■ **Task to carry out**
Could you rewrite the records from the line that contains "Would you be able to tag the snowy trail" through the end of the records, keeping every line in that span, requests included? Multiply each coordinate in the answer points by 1.1 and round to whole numbers, with halves rounded up, while leaving the requests and their format samples unchanged.

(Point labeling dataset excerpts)

____________________

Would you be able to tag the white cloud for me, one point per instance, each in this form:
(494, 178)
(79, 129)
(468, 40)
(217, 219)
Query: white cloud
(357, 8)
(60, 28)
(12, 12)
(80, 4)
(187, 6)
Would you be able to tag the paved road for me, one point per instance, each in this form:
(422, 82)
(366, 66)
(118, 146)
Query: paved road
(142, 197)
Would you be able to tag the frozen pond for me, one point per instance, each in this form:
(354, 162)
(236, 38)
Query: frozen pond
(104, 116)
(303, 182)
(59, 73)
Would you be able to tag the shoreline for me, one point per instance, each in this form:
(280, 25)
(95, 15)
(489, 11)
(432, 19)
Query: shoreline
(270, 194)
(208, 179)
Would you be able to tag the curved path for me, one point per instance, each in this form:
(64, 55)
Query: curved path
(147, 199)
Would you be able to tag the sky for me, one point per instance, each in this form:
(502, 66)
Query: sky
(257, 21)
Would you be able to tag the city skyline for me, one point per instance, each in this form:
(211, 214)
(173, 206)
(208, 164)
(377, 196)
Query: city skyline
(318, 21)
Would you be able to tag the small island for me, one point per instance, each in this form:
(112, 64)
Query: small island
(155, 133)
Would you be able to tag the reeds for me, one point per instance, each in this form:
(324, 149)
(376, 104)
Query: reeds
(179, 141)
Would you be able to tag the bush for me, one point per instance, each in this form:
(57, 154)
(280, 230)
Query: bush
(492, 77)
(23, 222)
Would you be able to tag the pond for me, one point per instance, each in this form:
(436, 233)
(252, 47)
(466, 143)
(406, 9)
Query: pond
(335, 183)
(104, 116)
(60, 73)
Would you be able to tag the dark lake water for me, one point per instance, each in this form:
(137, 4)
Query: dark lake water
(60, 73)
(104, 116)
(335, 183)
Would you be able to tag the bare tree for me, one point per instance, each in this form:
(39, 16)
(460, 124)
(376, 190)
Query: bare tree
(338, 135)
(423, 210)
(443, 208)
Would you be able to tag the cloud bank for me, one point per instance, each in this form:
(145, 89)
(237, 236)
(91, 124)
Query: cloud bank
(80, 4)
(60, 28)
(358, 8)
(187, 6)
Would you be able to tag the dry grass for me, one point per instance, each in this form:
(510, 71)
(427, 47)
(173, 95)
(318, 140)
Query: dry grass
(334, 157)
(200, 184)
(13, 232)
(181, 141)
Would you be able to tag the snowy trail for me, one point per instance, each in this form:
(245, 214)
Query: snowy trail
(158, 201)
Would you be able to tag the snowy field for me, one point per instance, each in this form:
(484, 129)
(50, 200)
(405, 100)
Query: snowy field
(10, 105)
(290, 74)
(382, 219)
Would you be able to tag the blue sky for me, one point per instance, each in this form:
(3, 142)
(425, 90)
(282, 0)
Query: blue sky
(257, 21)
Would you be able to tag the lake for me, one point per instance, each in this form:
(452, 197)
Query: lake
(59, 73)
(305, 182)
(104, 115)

____________________

■ **The answer**
Would you be able to tag the snowy trail for me, one point per instance, each in this form:
(245, 214)
Query: snowy trail
(174, 221)
Would you be able to tag the snowy field for me, one point per instance, each in this form:
(484, 129)
(50, 200)
(405, 100)
Query: snowy field
(11, 116)
(319, 81)
(420, 241)
Would you be able to tag the blue sky for me, one point per instance, each in this form:
(3, 142)
(425, 90)
(282, 0)
Query: blue sky
(283, 23)
Would you be able to tag the lake for me, one point per instance, each in this form:
(452, 197)
Query: lake
(65, 80)
(336, 200)
(114, 127)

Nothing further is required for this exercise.